Excerpted passage |
==========
Two-day scenario development and testing workshop for 22 M-ITI (MHCI and MET) students and capstone project sponsors, 20140120-22. The MHCI Project course is an 8-month long capstone project for the Masters of HCI program and integrates everything the students have learned in their coursework into one “end-to-end” experience. Students work in interdisciplinary teams with an industry sponsor to produce a working prototype that serves as a proof of concept of a novel service or product idea. The scenarios developed during the workshop are meant to provide a broad context for all capstone projects.

The key issues of the students and sponsors revolved around providing meaningful experiences for their users and clients, so that they can have a lasting influence on people's lives and work. Furthermore, they were keen to find ways to have productive and enjoyable collaboration with everyone involved. The core question that emerged from these issues was the following:

How can projects combining creativity and technology become transformative experiences for our users?

Capstone scenario workshop participants & facilitators

After a session of dialogues and reporting, the group came up with many factors that would influence the success of their projects, which can be summarised as the following success criteria:

  • Connection with users: Meeting expectations, understanding their needs, providing enjoyment, inspiration, opportunities and inciting positive behaviour. The projects must be sensitive to people's emotions and their wider context.
==========
Data provided |
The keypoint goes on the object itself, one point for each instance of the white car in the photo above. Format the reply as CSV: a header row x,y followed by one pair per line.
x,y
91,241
==========
Please explain, in one to three sentences, what led to the core question in the workshop description.

Result of the task | The core question, "How can projects combining creativity and technology become transformative experiences for our users?", emerged from the students' and sponsors' key issues. They wanted to provide meaningful experiences for their users and clients that would have a lasting influence on people's lives and work. They were also keen to find ways to collaborate productively and enjoyably with everyone involved.